>> begin

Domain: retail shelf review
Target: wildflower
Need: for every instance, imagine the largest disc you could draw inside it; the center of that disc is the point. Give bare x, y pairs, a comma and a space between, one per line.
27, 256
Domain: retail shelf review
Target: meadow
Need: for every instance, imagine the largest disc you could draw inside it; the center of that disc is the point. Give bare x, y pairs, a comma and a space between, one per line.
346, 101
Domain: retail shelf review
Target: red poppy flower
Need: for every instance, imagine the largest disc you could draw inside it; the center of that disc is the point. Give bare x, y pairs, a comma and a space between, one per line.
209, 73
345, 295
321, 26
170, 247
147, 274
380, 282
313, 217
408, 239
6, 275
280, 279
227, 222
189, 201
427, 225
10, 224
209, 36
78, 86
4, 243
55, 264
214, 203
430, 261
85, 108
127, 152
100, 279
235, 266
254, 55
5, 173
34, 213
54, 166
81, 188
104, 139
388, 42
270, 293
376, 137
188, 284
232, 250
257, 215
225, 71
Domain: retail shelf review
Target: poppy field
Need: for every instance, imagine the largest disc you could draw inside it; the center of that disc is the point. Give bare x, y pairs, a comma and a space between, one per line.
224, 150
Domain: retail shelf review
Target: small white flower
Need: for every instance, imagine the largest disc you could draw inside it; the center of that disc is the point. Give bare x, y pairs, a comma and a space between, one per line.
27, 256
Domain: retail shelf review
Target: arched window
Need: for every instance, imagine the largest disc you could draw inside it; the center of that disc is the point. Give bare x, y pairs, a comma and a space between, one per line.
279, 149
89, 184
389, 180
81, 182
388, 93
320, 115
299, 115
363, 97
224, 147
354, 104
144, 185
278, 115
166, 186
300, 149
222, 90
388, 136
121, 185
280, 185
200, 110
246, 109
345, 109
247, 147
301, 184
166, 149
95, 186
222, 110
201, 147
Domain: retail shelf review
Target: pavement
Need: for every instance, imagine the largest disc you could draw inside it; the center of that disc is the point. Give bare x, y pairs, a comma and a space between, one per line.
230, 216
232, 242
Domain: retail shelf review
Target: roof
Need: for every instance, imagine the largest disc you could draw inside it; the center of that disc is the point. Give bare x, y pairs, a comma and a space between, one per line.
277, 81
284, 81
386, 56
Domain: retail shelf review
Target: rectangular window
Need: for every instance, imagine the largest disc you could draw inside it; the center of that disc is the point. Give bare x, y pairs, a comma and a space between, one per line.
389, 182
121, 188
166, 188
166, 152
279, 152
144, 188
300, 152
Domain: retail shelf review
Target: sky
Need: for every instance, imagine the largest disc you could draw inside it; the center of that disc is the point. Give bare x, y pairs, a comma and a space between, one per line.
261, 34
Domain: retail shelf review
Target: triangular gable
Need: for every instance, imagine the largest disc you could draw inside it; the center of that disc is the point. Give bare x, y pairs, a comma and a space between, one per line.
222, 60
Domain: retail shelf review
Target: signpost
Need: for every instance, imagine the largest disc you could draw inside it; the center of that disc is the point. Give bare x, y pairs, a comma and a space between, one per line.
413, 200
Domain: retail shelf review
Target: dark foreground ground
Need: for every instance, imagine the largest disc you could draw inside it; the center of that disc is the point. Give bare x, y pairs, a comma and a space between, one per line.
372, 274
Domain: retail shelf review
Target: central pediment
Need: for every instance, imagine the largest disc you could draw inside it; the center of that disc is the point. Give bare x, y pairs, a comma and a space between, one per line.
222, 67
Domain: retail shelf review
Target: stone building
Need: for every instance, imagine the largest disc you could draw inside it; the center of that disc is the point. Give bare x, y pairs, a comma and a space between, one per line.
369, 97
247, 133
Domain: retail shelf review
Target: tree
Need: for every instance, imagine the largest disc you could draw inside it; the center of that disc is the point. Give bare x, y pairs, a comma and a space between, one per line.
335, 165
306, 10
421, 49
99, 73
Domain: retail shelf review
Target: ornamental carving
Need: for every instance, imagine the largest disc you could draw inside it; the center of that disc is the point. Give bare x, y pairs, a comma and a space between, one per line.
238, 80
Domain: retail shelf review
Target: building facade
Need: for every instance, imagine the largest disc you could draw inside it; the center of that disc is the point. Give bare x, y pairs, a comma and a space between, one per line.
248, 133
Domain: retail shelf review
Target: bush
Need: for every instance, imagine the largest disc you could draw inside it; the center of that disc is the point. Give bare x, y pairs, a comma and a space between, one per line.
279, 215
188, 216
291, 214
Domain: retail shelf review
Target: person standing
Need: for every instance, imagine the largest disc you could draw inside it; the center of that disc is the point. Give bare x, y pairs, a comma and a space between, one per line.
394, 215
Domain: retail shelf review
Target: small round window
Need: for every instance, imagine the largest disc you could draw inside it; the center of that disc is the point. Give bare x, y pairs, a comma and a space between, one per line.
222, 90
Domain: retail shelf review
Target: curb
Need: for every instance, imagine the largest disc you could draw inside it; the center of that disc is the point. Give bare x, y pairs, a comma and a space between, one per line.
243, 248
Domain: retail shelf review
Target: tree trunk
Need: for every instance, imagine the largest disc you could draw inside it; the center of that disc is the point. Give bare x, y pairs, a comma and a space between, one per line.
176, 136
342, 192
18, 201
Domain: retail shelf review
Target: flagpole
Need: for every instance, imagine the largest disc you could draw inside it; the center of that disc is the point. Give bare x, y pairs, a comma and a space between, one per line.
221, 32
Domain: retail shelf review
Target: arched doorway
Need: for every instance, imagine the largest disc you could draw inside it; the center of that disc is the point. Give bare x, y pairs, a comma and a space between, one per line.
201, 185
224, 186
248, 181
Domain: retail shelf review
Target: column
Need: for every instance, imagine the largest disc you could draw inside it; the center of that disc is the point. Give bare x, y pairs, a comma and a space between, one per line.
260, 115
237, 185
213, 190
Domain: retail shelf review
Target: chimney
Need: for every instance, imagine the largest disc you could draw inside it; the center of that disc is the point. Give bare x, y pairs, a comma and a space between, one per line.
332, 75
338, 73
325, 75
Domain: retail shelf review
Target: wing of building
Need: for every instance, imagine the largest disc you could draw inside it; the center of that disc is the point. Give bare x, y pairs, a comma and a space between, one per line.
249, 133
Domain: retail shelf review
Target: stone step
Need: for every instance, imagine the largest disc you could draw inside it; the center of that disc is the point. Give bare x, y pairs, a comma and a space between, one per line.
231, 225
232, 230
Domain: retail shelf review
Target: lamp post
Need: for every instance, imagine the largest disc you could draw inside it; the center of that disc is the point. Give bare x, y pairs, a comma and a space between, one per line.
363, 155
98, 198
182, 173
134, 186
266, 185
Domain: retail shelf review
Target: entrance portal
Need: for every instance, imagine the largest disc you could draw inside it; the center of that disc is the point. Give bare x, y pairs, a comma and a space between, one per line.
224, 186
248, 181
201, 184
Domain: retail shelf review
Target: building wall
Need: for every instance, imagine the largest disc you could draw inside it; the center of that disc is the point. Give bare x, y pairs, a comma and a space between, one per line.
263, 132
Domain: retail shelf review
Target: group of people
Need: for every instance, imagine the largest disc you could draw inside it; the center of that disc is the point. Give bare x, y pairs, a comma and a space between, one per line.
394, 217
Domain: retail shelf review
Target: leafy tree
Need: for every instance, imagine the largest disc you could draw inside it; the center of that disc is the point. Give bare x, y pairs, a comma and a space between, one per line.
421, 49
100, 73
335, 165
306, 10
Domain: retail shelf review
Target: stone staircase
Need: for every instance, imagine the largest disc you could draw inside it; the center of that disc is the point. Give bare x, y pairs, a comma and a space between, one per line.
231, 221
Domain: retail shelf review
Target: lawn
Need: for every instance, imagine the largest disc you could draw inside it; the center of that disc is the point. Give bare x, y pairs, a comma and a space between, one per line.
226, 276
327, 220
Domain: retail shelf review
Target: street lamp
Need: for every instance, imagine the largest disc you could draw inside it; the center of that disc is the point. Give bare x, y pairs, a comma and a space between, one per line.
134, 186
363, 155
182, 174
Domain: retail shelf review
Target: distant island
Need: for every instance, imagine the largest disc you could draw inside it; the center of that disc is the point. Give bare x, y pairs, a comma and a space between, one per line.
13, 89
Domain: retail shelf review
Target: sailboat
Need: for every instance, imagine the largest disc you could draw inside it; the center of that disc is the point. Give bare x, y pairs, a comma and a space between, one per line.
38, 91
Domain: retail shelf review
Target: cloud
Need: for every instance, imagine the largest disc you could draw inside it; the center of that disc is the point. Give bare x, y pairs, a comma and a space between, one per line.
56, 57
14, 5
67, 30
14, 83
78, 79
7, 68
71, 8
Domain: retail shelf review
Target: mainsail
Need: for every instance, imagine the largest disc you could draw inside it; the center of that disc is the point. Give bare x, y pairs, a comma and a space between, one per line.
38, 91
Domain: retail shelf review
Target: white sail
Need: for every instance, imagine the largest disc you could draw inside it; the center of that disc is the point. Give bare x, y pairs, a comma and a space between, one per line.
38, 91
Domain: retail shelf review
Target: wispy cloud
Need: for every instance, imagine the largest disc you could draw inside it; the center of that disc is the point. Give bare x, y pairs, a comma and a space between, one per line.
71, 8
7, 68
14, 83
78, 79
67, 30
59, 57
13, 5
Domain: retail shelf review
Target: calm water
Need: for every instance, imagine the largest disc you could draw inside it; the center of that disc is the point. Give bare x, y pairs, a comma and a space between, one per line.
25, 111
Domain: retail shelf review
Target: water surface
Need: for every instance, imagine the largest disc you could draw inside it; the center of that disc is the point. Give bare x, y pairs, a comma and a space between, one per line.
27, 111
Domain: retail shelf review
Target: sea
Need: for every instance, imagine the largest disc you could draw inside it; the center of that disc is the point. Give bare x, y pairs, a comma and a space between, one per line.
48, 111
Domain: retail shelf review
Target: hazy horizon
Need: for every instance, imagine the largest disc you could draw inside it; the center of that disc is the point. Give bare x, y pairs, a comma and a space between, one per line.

>> end

**Task goal:**
Filter the material above and output every line that contains the string "small", matching case exactly.

**Correct result:**
Target: small white flower
Target: small round window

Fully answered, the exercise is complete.